**Passage provided**
Species of tree snail

Amphidromus reflexilabris is a species of air-breathing tree snail, an arboreal gastropod mollusk in the family Camaenidae.

- Subspecies
  Amphidromus reflexilabris hanielanus B. Rensch, 1931 (taxon inquirendum)

==Description==
The length of this sinistral shell attains 50 mm, its diameter 23.5 mm.

(Original description) The sinistral shell is elongately conical, exhibiting slight striations and is imperforated. It varies much in color, sometimes appearing yellow with green streaks, other times pale or orange-yellow, with the upper whorls displaying a yellowish or brown hue. The apex can be yellow or black-brown, and the upper whorls nearly always feature brown flames or blotches. The lower whorls commonly show a white zone beneath the sutures. Comprising six slightly convex whorls, the shell possesses an elongately-ovate aperture that is angular above and angularly rounded and slightly effused beneath, occupying, with the peristome, about half the length of the shell and having a white interior. The outer lip is strongly reflected, extending so as to reach and even partly cover the backside of the shell, forming a siphonal canal that has the appearance of a very thick peristome. The columella is thickened and, like the lip, of a pale rose-color, with its margins connected by a thin callosity.

== Distribution ==
This species occurs in Timor Island and Vietnam.

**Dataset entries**

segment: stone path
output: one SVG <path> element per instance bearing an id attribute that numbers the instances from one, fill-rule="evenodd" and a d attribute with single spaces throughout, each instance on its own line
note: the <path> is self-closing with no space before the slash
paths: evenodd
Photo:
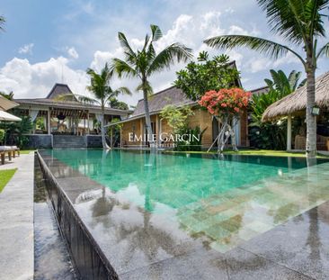
<path id="1" fill-rule="evenodd" d="M 31 152 L 0 166 L 18 168 L 0 194 L 0 280 L 33 279 L 33 162 Z"/>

**Work task 1**
According to the original description in the tree snail passage, what colors can the shell as a whole show? List them.
**Work task 2**
Update the tree snail passage by writing out the part between "Species of tree" and "diameter 23.5 mm.", inclusive, with "50 mm" changed to "45 mm".

**Exercise response 1**
- yellow with green streaks
- pale
- orange-yellow

**Exercise response 2**
Species of tree snail

Amphidromus reflexilabris is a species of air-breathing tree snail, an arboreal gastropod mollusk in the family Camaenidae.

- Subspecies
  Amphidromus reflexilabris hanielanus B. Rensch, 1931 (taxon inquirendum)

==Description==
The length of this sinistral shell attains 45 mm, its diameter 23.5 mm.